> [Problem to work on]: Gather every line of the material below that contains the string "should", matching case exactly.

[Lines of data]
******************************
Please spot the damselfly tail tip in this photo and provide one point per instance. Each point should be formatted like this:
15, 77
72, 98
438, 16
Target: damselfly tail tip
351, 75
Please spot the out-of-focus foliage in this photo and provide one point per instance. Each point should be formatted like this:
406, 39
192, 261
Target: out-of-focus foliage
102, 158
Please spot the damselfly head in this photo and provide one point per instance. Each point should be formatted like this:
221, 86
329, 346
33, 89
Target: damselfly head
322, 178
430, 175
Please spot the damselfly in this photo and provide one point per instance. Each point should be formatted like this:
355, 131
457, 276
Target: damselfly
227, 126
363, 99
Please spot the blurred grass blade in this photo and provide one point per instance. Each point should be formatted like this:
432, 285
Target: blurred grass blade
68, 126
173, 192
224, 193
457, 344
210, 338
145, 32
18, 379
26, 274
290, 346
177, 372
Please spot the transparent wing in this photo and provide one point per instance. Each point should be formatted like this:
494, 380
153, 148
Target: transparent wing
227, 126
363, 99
******************************
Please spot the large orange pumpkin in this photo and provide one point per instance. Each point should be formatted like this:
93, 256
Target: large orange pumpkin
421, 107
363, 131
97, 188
******************************
> [Response to this task]:
Please spot the damselfly tail tip in this photo and provide one point per instance. Each point should be formatted like this:
Please spot the out-of-focus foliage in this photo and provide one point per instance. Each point should be formatted like this:
Please spot the damselfly head in this photo and provide one point per instance. Each point should be formatted like this:
Please spot the damselfly in this photo and provide one point per instance. Each point should be formatted like this:
Please spot the blurred grass blade in this photo and provide one point per instance. Each point should be formatted like this:
Please spot the transparent wing in this photo and provide one point per instance. Each point should be formatted like this:
Please spot the large orange pumpkin in this photo and provide one point per instance. Each point should be formatted like this:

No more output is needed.